(Records from a dataset)

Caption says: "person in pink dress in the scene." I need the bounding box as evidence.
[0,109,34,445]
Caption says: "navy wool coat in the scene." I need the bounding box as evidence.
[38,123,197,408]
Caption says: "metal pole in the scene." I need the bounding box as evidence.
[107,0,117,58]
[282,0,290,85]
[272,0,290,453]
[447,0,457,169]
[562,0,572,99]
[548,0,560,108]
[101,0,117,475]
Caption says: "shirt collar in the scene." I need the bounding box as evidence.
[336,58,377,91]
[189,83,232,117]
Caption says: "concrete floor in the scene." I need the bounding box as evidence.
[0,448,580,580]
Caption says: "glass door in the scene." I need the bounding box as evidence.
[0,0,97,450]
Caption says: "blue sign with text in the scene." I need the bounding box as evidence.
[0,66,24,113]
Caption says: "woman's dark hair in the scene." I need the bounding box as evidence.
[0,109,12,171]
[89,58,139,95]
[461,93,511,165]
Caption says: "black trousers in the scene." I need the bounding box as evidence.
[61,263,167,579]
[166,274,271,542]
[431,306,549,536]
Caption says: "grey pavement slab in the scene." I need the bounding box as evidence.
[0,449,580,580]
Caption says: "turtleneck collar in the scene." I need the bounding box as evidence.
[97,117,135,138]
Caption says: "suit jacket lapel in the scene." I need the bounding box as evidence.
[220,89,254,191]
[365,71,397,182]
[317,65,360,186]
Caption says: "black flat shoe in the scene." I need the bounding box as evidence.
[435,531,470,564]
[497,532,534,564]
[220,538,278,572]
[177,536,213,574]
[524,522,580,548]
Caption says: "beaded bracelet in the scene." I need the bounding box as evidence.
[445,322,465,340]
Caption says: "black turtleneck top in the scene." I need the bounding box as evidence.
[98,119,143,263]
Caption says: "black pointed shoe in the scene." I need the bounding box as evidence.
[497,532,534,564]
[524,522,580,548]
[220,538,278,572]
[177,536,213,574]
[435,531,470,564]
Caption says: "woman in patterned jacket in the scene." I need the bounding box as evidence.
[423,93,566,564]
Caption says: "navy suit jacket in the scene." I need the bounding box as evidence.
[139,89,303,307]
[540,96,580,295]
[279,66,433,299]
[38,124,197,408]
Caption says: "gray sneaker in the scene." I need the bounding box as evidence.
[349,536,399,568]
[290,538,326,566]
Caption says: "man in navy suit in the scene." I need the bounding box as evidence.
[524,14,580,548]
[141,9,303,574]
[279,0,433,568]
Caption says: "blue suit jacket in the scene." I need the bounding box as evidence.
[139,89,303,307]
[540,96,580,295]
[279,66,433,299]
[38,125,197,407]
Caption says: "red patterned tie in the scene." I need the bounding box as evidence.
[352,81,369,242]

Challenge: Render the part of the listing between the lines holding "flat shoe in" and "[98,119,143,263]", inclusive, as a two-column CSV headed request and answer. Give one row per request, and put its text and its answer each in a single quoted field, with line breaks replaced by spaces.

Written answer:
request,answer
"Caption says: ""black flat shoe in the scene."" I need the bounding box as evidence.","[435,531,470,564] [497,532,534,564] [220,538,278,572] [177,536,213,574] [524,522,580,548]"
"Caption says: ""beaded bracelet in the scene."" I need the bounding box as evidence.","[445,322,465,340]"
"Caption says: ""black turtleneck top in the scene."" I need the bounding box as evidence.","[98,119,143,263]"